→ WHAT YOU NEED TO DO: Only the lines from the line containing "the blue water" to the end of the entries should be repeated, exactly as they appear.

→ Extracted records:

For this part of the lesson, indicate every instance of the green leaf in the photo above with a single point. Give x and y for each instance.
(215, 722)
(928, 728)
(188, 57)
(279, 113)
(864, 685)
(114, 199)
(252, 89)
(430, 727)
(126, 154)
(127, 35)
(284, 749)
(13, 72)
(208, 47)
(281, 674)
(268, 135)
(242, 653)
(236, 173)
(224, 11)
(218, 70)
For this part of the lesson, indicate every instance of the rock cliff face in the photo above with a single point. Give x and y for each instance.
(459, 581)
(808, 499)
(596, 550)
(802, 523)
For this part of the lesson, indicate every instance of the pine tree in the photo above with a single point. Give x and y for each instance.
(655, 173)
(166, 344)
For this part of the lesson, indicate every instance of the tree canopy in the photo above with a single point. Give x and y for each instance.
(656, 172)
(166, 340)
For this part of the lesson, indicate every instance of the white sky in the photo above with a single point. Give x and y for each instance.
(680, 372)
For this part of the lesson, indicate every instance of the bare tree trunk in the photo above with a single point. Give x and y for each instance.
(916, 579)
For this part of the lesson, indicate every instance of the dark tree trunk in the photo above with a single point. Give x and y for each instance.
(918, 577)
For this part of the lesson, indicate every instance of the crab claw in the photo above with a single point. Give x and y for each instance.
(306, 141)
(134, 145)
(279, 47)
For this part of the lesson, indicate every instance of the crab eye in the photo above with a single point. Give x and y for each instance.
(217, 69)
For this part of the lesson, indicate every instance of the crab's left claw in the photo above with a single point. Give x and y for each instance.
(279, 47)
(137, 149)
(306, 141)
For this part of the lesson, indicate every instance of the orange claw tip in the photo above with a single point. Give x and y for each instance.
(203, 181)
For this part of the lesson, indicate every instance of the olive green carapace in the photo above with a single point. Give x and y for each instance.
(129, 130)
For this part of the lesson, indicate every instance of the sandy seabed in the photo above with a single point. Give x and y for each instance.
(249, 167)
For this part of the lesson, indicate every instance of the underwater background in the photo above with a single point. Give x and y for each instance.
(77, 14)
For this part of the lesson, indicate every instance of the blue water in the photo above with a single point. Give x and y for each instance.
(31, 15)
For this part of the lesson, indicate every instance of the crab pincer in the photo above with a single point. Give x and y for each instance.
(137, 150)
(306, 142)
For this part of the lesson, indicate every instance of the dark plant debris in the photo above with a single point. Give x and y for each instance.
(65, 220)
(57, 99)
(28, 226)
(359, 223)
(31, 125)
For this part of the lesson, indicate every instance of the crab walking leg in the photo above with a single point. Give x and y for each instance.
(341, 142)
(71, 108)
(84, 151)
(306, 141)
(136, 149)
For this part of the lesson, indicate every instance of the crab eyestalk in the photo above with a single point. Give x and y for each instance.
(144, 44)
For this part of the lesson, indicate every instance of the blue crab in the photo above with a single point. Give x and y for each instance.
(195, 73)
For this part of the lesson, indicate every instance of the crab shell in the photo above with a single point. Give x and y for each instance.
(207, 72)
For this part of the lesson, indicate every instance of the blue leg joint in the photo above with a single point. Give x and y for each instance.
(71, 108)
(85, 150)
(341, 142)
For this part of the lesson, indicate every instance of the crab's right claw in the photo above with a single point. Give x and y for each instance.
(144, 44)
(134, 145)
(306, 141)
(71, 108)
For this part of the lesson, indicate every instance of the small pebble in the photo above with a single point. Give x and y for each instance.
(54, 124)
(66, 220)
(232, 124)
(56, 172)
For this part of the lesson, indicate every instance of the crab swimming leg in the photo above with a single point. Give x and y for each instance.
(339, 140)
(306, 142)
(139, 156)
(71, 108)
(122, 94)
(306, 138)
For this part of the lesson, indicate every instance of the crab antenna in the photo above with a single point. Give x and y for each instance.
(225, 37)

→ RESULT:
For this part of the lesson, indicate every instance of the blue water in the photo above with a single point. Give x and y for each instance.
(31, 15)
For this part of the lesson, indicate every instance of the crab pincer in the photo above with a single point. Give x and y for each instance.
(137, 150)
(306, 142)
For this part of the lesson, indicate every instance of the dark plant debris in the photo above with a single point. Give x and y for each instance.
(65, 220)
(57, 99)
(28, 226)
(359, 223)
(31, 125)
For this part of the lesson, indicate every instance of the crab walking leg in the photo above with a single point. Give x and y for each instance.
(341, 142)
(71, 108)
(84, 151)
(306, 141)
(136, 149)
For this part of the lesson, indicate every instance of the crab eyestalk in the photo above with a single point. Give x and y for each instance.
(144, 44)
For this part of the lesson, indicate every instance of the blue crab in the photo above with a single point. Give x and y for each instance.
(195, 73)
For this part of the lesson, indicate every instance of the crab shell in the photo above with a single point. Give x and y for each instance.
(207, 72)
For this part of the lesson, indicate every instance of the blue leg joint in the photo above with a single point. Give x and y for each instance.
(71, 108)
(85, 150)
(341, 142)
For this part of the lesson, indicate every instance of the crab's right claw in the photo above with a single point. Give x and y for each instance.
(144, 44)
(134, 145)
(306, 141)
(71, 108)
For this part of the lesson, indicate every instance of the small pebble in the photo above with a single point. Give x and y for each instance.
(54, 124)
(66, 220)
(232, 124)
(56, 172)
For this part of the lesson, indicate every instance of the crab swimming leg in the photo above with a single point. Give x and y for each instance.
(339, 140)
(306, 142)
(139, 156)
(71, 108)
(122, 94)
(306, 138)
For this part of the lesson, indicate every instance of the crab antenna in the photo above with a single point. Give x and y for each instance.
(225, 37)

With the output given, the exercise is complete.